┌──

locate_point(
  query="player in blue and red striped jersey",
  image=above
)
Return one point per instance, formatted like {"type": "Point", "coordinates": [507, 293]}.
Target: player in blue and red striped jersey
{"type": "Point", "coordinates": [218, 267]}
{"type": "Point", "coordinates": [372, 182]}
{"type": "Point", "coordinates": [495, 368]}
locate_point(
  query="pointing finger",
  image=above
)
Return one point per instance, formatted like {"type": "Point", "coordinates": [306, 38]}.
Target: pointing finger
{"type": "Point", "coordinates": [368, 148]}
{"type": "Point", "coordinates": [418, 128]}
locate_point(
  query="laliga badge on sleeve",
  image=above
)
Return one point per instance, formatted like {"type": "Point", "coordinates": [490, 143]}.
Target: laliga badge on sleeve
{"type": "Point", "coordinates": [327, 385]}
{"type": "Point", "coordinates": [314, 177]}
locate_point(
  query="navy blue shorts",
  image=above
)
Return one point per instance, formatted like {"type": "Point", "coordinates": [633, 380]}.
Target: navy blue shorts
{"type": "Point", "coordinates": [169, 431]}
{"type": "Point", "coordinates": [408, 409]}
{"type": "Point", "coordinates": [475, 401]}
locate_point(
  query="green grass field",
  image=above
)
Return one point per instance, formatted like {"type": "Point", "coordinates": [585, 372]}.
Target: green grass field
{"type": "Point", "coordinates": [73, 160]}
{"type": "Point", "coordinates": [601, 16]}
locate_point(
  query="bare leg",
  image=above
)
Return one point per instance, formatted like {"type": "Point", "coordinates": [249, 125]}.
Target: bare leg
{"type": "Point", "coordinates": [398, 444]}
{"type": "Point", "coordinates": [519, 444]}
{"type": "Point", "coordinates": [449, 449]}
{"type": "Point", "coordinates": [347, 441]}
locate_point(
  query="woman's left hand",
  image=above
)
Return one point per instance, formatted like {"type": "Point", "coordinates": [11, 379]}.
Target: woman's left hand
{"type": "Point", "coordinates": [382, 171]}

└──

Rewrite the listing from its first line through the line containing "Target: player in blue and red striped jersey", putting "shirt" in place of "jersey" and keeping everything else the same.

▶ _Exercise answer_:
locate_point(
  query="player in blue and red striped shirt",
  image=above
)
Return one point per instance, formatted like {"type": "Point", "coordinates": [507, 293]}.
Target: player in blue and red striped shirt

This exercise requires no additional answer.